> _ACTIVITY_
Look through the records that follow. Copy every line containing the word "Target".

DATA PROVIDED START

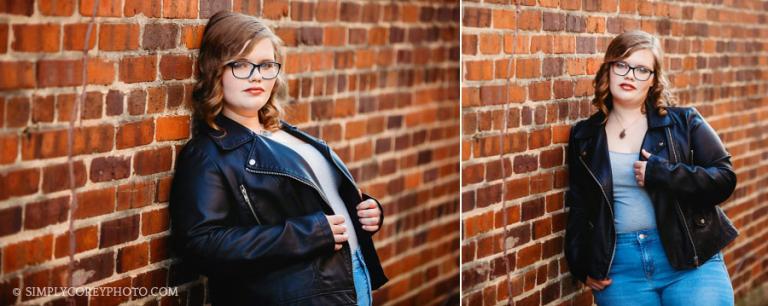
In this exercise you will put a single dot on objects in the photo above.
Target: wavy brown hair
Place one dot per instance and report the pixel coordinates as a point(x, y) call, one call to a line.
point(227, 36)
point(622, 47)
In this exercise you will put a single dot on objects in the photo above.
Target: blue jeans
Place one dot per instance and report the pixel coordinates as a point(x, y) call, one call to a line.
point(642, 276)
point(362, 279)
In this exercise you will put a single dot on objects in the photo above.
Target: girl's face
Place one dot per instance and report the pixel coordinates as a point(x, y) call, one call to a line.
point(632, 88)
point(246, 97)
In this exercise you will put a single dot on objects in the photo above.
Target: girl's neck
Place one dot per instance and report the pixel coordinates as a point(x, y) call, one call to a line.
point(251, 122)
point(627, 113)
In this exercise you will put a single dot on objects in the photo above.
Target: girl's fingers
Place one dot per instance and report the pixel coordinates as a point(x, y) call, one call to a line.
point(369, 221)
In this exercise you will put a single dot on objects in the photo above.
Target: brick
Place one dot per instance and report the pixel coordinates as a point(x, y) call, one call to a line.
point(137, 102)
point(155, 99)
point(152, 161)
point(106, 8)
point(503, 19)
point(56, 7)
point(160, 36)
point(10, 220)
point(154, 222)
point(540, 91)
point(29, 252)
point(17, 75)
point(57, 73)
point(36, 37)
point(92, 106)
point(102, 264)
point(3, 38)
point(76, 34)
point(180, 9)
point(93, 139)
point(114, 103)
point(134, 194)
point(490, 43)
point(19, 111)
point(119, 37)
point(132, 257)
point(43, 108)
point(552, 67)
point(17, 8)
point(56, 177)
point(192, 35)
point(19, 182)
point(95, 203)
point(135, 134)
point(175, 67)
point(138, 69)
point(554, 22)
point(530, 20)
point(478, 70)
point(275, 9)
point(173, 128)
point(476, 17)
point(119, 231)
point(41, 214)
point(302, 11)
point(109, 168)
point(210, 7)
point(148, 8)
point(158, 249)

DATA PROVIDED END

> _YOUR RESPONSE_
Target: wavy brown hair
Target: blue jeans
Target: girl's face
Target: girl's neck
Target: girl's fingers
Target: brick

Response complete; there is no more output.